* Problem to work on: Let your answer be the line containing "the white doorway" and every line below it to the end of the records, copied exactly.

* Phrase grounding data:
[Start of section]

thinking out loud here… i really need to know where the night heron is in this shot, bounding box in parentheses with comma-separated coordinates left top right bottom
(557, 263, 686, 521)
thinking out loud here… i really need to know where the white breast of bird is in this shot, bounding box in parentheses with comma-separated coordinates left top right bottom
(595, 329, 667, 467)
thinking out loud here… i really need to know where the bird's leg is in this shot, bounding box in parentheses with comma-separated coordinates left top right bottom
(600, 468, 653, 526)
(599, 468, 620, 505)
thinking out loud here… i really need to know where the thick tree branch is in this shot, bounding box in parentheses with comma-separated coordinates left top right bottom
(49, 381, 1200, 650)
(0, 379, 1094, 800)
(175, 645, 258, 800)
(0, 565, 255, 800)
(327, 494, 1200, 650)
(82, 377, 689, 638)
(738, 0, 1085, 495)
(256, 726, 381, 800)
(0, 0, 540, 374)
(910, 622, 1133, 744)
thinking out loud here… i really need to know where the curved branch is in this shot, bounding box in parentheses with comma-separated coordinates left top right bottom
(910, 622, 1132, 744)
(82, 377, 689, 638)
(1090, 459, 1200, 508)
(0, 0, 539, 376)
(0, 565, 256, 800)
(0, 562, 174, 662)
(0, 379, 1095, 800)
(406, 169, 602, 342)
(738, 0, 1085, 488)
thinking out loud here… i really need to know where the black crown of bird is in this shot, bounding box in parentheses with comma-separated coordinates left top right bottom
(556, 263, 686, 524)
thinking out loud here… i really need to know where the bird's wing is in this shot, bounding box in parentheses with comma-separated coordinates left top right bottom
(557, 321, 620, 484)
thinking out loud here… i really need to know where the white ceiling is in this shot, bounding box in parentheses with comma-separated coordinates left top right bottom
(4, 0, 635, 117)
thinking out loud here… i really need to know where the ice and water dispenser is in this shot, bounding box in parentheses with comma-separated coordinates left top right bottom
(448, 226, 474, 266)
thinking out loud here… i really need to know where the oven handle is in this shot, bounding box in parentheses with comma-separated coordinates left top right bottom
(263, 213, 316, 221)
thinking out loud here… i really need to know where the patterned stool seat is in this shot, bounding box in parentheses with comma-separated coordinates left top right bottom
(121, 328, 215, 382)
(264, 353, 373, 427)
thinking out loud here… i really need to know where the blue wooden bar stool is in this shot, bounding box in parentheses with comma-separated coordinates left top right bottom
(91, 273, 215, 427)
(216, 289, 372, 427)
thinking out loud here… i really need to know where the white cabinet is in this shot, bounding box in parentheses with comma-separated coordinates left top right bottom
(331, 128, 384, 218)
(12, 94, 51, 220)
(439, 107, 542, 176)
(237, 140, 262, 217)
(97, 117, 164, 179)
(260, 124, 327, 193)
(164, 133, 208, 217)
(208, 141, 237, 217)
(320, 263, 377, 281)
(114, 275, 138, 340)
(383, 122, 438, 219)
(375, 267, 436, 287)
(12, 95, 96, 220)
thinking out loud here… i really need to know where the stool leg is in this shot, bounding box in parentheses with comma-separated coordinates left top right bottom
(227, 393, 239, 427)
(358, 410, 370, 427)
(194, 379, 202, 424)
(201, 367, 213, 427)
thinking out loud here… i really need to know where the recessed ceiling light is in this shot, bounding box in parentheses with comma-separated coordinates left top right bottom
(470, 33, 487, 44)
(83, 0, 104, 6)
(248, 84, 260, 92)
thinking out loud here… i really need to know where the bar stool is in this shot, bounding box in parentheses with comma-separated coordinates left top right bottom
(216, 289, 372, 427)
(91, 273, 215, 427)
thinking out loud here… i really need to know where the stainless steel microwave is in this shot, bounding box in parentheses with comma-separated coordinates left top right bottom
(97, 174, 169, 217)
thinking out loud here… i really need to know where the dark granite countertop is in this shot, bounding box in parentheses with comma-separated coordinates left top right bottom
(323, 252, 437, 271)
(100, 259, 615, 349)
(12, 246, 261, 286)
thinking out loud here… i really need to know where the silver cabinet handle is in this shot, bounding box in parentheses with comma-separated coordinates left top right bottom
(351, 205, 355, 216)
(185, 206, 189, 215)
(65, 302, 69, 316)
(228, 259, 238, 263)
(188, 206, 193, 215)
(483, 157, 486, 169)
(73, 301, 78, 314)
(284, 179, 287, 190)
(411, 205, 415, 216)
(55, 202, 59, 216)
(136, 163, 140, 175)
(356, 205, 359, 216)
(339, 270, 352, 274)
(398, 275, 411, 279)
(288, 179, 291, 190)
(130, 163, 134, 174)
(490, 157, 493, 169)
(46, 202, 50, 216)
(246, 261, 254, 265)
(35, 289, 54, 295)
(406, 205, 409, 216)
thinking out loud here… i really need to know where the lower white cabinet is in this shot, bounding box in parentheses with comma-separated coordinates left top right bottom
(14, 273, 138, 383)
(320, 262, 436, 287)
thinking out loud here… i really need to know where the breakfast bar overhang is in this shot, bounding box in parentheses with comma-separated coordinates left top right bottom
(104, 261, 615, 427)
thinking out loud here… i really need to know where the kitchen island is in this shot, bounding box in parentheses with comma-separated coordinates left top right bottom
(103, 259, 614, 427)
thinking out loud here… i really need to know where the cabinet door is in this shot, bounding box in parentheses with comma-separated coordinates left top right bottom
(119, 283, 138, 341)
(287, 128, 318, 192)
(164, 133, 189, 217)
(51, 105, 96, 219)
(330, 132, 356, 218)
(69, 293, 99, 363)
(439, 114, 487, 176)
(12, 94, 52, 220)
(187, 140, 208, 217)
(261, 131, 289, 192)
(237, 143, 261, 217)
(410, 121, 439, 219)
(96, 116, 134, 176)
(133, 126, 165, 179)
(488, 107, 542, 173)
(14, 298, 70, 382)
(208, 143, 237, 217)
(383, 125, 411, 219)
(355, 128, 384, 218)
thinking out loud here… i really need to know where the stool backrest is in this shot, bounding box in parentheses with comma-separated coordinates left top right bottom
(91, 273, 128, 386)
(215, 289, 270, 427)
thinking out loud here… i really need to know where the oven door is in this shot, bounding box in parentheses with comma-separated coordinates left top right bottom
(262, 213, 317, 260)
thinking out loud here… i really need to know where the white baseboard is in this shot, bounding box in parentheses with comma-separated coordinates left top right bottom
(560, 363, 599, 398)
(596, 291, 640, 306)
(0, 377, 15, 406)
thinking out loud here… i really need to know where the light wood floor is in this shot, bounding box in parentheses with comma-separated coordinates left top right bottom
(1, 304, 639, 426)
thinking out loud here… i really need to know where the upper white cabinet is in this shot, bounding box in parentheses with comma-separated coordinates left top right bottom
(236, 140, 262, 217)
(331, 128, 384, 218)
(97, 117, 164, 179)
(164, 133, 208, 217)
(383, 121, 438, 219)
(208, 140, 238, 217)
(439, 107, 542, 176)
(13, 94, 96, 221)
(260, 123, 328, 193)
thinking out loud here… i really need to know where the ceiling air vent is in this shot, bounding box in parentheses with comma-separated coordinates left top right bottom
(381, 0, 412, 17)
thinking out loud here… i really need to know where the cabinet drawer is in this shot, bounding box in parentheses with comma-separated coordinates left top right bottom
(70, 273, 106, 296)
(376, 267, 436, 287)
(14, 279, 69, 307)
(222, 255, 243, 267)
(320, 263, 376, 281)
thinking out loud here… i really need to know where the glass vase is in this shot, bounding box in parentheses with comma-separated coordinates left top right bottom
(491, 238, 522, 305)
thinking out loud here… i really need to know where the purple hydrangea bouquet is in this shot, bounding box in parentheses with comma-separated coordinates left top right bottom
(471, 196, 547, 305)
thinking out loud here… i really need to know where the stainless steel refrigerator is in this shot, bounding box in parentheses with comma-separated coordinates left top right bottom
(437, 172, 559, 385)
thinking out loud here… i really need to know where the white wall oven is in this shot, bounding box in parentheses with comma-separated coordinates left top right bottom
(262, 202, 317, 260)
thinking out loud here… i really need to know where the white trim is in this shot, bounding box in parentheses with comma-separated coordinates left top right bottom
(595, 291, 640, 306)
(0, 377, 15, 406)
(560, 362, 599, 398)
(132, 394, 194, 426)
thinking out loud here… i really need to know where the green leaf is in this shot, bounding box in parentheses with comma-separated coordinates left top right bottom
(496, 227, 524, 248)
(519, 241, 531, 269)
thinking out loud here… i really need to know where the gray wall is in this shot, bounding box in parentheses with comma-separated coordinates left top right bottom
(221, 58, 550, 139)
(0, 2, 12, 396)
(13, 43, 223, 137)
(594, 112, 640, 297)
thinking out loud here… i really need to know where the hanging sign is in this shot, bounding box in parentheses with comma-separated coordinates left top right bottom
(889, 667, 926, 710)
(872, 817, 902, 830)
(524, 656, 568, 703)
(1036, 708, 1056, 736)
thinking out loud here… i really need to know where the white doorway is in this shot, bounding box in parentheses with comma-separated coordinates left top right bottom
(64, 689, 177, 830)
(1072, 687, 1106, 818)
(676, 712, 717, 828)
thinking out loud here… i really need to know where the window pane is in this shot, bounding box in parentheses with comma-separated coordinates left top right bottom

[End of section]

* Answer to this problem:
thinking out loud here… i really need to know where the white doorway is in this shot, bounding box in parentheses with comma-separated coordinates left top right bottom
(64, 689, 177, 830)
(1072, 687, 1106, 818)
(676, 712, 717, 828)
thinking out loud here… i really need to know where the window pane is in this shot, bounding box in parentheses with comma-separated coordinates left top right bottom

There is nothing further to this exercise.